Count the lines in the listing below that contain the string "cloud", and reply with that number alone.
## start Excerpted records
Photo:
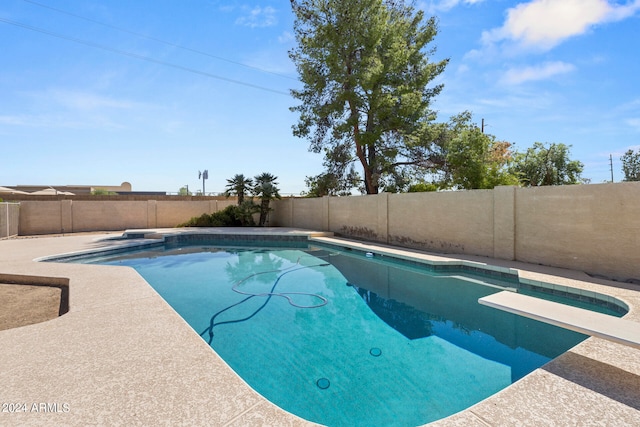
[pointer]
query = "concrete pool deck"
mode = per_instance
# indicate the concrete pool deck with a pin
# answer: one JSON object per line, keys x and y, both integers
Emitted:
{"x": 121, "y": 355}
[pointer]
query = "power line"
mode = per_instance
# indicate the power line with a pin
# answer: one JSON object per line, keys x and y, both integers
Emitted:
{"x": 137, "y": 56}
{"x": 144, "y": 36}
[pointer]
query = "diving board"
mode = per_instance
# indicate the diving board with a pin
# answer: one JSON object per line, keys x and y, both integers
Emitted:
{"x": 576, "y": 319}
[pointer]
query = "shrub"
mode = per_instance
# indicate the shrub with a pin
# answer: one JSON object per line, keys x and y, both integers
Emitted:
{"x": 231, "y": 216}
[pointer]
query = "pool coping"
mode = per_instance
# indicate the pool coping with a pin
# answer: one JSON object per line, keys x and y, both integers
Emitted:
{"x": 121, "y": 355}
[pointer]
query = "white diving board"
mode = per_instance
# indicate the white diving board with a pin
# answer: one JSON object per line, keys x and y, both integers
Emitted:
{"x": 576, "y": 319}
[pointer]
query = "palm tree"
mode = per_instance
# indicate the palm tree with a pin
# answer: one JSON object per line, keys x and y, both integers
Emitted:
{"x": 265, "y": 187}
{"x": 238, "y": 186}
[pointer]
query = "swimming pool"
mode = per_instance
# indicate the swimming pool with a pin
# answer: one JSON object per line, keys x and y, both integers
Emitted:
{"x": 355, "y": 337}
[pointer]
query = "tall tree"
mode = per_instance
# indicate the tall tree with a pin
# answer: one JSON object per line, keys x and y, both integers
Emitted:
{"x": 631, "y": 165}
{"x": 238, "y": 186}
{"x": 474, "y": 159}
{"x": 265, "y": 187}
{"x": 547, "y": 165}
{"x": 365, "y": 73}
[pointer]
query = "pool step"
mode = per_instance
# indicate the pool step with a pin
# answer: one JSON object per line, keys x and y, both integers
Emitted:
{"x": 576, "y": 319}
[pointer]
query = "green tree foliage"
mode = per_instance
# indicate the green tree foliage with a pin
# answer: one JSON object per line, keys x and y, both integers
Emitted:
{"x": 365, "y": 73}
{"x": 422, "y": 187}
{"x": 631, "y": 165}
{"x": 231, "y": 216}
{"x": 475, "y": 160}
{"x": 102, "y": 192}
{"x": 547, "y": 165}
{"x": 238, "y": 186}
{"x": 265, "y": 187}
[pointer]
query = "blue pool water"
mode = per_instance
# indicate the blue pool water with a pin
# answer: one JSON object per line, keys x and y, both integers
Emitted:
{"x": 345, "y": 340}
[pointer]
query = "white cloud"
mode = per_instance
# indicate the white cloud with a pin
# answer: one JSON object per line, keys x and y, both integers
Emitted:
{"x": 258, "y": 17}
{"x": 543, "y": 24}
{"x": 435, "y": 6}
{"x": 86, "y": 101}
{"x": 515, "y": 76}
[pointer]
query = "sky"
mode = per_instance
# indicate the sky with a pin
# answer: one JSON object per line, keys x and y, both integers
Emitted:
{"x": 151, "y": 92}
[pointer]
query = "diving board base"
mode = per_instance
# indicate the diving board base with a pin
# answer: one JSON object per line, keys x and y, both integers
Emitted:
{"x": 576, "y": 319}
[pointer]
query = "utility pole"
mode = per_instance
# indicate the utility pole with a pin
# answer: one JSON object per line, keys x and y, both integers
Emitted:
## end Excerpted records
Written answer ▸ 2